[[ Exercise materials, beginning ]]

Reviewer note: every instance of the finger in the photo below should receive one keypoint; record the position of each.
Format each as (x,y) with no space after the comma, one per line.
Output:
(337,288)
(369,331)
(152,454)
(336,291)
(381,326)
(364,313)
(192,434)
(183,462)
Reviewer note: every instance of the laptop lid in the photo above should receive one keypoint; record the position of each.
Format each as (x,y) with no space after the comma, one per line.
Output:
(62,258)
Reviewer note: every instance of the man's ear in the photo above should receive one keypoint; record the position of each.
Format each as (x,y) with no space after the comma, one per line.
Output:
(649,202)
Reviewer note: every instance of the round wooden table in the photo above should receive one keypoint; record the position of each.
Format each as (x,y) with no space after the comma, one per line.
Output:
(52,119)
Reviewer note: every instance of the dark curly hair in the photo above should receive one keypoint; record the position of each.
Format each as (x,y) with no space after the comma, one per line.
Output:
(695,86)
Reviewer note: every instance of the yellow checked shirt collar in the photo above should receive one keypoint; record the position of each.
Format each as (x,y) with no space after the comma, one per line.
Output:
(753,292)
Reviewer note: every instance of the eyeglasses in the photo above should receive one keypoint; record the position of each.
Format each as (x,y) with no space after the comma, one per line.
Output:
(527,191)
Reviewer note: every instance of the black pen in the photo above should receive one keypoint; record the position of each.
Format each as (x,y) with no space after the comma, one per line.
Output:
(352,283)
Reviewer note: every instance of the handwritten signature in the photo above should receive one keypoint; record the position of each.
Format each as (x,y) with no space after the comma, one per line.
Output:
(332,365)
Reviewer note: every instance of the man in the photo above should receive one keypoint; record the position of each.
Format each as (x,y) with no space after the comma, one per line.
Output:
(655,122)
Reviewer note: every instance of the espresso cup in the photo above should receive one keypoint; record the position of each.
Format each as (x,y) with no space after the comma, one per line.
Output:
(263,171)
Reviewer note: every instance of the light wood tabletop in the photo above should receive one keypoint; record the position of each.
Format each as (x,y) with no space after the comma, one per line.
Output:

[[ Exercise materials, end ]]

*Task goal:* Repeat the data. Every word must match.

*Finished task:*
Reviewer note: every instance of the finger in the photo below should receive one keypoint; record the position of each.
Format each as (x,y) with no space after the comma, one per line.
Output:
(337,288)
(369,331)
(152,454)
(336,291)
(381,326)
(364,313)
(192,434)
(183,462)
Reviewer note: every instance of the laptop lid in the photo above should receive one keypoint; record the position of each.
Format each as (x,y) with no space after the comma, one per line.
Output:
(62,258)
Reviewer note: every instance of the man's ear in the photo above should receive one keypoint; record the position of each.
Format each as (x,y) with no space after the comma, one per line.
Output:
(649,202)
Reviewer note: every instance of the round wooden table in the photo above should receive one keypoint; record the position of each.
Format each as (x,y) with no space after the comma, one per line.
Output:
(52,119)
Reviewer note: every instance of the dark curly hair in the photo above should receive one keypoint; record the position of each.
Format each as (x,y) with no space after the comma, one per line.
Output:
(695,86)
Reviewer note: every instance of the yellow checked shirt collar in the photo above should receive one keypoint; record the position of each.
Format each as (x,y) with no space after the comma, one per line.
Output:
(753,292)
Reviewer note: every instance of the eyeglasses in the photo above should receive one keypoint; record the position of each.
Format each as (x,y) with no space after the comma, one per line.
Output:
(527,191)
Reviewer note: every instance of the black pen in the photo above should receive one keypoint; record the position of each.
Format each as (x,y) with no space after the comma, one per line.
Output:
(352,283)
Reviewer note: every instance of the handwritten signature in the photo above should receive one keypoint; record the position of each.
Format each as (x,y) with no space after the comma, one per line.
Output:
(332,365)
Reviewer note: every instance of the man in the photo above should receive one keypoint; record the position of each.
Format each as (x,y) with no space after the comma, one per line.
Output:
(655,122)
Reviewer note: every instance of the espresso cup in the photo above should receive one keypoint; record the position of each.
Format each as (x,y) with no space after the comma, one per line.
Output:
(263,171)
Reviewer note: every instance of the light wood tabletop in the photo above should receive one keypoint; record the position of each.
Format each as (x,y) with no space after the comma, one per line.
Output:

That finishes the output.